**Exercise prompt**: Set out every line of the data below as a numbered list, skipping blank lines and leaving out the picture lines.

**Source records**:
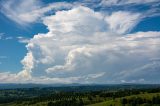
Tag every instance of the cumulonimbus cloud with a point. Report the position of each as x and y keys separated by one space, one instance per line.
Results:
x=87 y=46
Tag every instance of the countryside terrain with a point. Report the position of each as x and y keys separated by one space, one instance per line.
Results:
x=80 y=95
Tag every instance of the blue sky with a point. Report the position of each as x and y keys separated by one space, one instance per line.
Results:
x=84 y=41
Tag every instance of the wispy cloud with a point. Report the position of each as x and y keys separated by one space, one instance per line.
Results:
x=25 y=12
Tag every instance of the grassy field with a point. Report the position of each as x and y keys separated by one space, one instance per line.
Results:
x=117 y=101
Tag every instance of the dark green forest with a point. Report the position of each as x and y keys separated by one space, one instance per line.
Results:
x=126 y=95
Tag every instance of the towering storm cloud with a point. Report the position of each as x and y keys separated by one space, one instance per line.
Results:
x=87 y=46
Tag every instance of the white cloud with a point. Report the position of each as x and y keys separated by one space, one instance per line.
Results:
x=126 y=2
x=23 y=39
x=87 y=46
x=24 y=12
x=122 y=22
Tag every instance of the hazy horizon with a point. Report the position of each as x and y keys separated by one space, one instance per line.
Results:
x=80 y=41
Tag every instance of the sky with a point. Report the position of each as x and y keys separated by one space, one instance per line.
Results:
x=80 y=41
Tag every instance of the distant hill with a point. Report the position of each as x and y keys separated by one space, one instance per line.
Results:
x=76 y=86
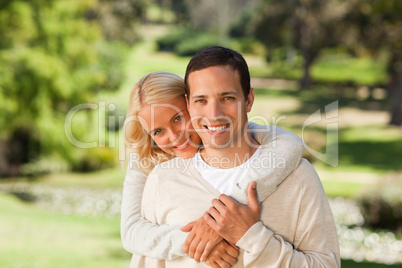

**Result**:
1. Tag every instance of the cumulonimbus cloud with a point. Report the position of each as x and y keys separated by one space, one instance per line.
2. Results:
3. x=87 y=46
4. Tag every instance of the countryside terrain with a point. Report the position of each as x and y keys separated by one space, one instance per line.
5. Results:
6. x=80 y=95
7. Tag every instance of the blue sky with a point. Report the position of each as x and y keys separated by one space, one instance per line.
8. Results:
9. x=84 y=41
10. Tag every instance of the wispy cloud with a point. Report the position of each as x and y keys separated by one space, one instance per line.
11. Results:
12. x=25 y=12
13. Tag every instance of the grassy field with a point. Report the position of each as x and y keys separated by one space, one instance per line.
14. Results:
15. x=117 y=101
16. Tag every instance of the dark green forest with a point. Report the position of each as x and y keys separated by one space, one instance per line.
17. Results:
18. x=126 y=95
19. Tag every instance of the towering storm cloud with a point. Report the position of each as x and y keys separated by one space, one instance per line.
20. Results:
21. x=87 y=46
22. Tag every instance of the white cloud with a point. Report the position of each as x and y keys separated by one space, one instance per line.
23. Results:
24. x=126 y=2
25. x=23 y=39
26. x=87 y=46
27. x=24 y=12
28. x=122 y=22
29. Tag every instance of the hazy horizon with a point. Report the position of each as x and y keys separated by one space, one instance per line.
30. Results:
31. x=80 y=41
32. Tag every instance of the sky with a point. Report the position of each as x and y keys separated by one space, one instance per line.
33. Results:
34. x=80 y=41
35. Tag every instance of the distant hill with a point. Report the position of each as x and y keys separated by one space, one instance per line.
36. Results:
37. x=76 y=86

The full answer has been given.